## THE PROBLEM
Lines before the one containing "point: bear's front" are excluded; print that line and every line after it through the end of the material below, exactly.

Stored entries:

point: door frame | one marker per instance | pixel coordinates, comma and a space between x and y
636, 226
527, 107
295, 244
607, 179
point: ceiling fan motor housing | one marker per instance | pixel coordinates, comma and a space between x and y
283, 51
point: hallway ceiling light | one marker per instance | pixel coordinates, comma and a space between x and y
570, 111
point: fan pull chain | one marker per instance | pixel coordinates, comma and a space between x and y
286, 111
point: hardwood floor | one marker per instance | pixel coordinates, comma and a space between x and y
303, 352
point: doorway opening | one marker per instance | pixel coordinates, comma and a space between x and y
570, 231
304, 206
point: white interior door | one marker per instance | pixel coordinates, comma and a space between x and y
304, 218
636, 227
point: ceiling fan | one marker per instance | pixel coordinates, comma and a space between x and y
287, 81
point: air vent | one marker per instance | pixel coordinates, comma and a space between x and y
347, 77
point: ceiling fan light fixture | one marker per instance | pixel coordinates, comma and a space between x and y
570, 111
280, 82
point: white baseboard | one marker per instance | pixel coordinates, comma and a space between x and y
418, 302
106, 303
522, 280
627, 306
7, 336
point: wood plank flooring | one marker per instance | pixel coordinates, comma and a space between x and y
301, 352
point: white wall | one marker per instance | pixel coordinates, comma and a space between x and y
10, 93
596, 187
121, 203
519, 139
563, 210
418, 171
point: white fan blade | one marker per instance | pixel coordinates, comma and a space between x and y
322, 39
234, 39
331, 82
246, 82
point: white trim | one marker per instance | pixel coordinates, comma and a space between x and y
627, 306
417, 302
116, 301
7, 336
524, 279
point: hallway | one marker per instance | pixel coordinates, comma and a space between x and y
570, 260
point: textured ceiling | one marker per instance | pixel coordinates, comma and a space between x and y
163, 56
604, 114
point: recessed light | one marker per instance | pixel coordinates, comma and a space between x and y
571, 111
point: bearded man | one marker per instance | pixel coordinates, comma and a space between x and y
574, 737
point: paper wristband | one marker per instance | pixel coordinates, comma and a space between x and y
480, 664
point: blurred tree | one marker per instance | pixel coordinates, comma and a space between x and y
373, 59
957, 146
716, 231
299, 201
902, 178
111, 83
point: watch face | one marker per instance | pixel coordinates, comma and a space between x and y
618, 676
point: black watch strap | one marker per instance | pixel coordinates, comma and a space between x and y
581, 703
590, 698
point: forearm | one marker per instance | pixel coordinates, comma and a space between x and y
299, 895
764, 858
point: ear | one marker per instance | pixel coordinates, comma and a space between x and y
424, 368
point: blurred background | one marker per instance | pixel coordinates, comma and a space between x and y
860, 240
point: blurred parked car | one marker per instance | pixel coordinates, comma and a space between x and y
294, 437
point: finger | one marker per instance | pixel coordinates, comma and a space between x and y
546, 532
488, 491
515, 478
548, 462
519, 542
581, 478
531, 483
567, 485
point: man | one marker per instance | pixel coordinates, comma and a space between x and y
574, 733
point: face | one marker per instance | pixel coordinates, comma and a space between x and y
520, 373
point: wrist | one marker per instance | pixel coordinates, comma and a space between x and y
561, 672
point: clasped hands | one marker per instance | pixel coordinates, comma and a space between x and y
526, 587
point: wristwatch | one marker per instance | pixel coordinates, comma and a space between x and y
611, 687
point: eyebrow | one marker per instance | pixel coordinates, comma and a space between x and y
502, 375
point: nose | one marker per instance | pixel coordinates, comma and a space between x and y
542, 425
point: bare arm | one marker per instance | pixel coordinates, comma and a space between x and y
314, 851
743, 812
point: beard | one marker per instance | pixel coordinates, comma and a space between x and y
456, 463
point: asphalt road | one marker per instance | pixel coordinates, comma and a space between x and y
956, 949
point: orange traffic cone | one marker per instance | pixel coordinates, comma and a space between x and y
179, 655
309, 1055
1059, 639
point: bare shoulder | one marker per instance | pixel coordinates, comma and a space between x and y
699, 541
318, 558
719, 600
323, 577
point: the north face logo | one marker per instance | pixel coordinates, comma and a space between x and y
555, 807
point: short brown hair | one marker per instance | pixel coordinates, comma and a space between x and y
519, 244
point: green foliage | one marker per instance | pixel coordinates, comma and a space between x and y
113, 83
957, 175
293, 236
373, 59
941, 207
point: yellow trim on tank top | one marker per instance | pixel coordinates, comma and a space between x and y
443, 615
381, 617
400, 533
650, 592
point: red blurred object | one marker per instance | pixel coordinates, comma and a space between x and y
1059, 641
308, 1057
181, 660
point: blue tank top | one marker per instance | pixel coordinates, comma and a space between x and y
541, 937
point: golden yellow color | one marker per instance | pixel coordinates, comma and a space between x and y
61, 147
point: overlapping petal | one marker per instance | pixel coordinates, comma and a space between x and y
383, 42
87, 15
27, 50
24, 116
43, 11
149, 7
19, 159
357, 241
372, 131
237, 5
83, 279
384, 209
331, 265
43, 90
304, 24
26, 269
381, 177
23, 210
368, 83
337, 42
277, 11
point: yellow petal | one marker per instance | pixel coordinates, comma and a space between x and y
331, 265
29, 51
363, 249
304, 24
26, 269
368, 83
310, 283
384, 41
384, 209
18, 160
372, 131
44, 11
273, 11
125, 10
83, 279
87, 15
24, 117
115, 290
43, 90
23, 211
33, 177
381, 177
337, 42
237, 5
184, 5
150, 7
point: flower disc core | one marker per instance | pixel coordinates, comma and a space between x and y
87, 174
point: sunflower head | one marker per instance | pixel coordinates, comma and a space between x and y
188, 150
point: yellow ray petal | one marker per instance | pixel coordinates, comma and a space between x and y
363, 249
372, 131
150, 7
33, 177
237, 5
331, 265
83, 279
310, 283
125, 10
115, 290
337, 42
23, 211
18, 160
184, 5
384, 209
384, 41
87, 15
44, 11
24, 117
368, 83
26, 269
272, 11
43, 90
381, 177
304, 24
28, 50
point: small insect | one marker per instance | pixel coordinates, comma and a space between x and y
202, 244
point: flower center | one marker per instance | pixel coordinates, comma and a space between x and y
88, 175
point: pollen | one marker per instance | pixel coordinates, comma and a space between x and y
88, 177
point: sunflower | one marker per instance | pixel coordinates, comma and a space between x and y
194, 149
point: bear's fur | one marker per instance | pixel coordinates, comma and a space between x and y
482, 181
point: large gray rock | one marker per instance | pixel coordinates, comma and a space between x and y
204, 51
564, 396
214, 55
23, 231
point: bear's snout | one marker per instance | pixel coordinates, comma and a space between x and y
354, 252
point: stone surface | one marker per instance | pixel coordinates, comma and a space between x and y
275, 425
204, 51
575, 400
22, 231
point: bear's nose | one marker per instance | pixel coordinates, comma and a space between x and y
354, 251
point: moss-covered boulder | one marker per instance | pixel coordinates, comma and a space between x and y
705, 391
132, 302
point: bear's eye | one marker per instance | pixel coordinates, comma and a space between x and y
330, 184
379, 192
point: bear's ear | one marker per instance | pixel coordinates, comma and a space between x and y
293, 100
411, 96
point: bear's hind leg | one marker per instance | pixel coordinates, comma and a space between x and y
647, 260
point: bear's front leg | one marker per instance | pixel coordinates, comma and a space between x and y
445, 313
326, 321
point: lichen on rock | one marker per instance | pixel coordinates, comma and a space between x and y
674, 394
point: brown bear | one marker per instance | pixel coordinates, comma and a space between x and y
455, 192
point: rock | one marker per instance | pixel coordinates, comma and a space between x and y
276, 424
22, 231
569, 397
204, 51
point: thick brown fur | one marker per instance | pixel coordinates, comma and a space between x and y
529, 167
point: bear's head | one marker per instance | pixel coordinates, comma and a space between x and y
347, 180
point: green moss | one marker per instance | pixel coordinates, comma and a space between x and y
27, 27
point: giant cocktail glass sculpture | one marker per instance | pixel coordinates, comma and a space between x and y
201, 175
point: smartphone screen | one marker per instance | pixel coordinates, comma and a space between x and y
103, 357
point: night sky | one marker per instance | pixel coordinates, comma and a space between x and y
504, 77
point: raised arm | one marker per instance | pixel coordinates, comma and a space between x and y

## IN RESPONSE
point: bear's front leg | one marker per instance | pixel coordinates, comma and a space between x and y
445, 313
326, 321
point: lichen on rock | one marker per instance | pixel coordinates, comma and a space between x and y
674, 394
point: brown bear | one marker per instance | pixel coordinates, comma and a space between x and y
455, 192
point: rock | one marker per instance | pixel coordinates, comma and a space between x and y
276, 424
22, 231
569, 397
204, 51
point: thick brown fur | one marker per instance | pixel coordinates, comma and a space between x and y
529, 167
point: bear's head | one marker per instance | pixel coordinates, comma and a space between x and y
347, 180
point: green moss | one marker per instance | pixel coordinates, comma and a space between x and y
27, 27
point: giant cocktail glass sculpture | one marker per instance | pixel coordinates, comma and a space between x and y
201, 175
point: smartphone screen | one marker per instance | pixel coordinates, comma and a space between x and y
103, 357
point: night sky | one marker per instance | pixel coordinates, comma and a space between x and y
504, 77
point: raised arm | one marker per instance | pixel coordinates, comma and a space between x and y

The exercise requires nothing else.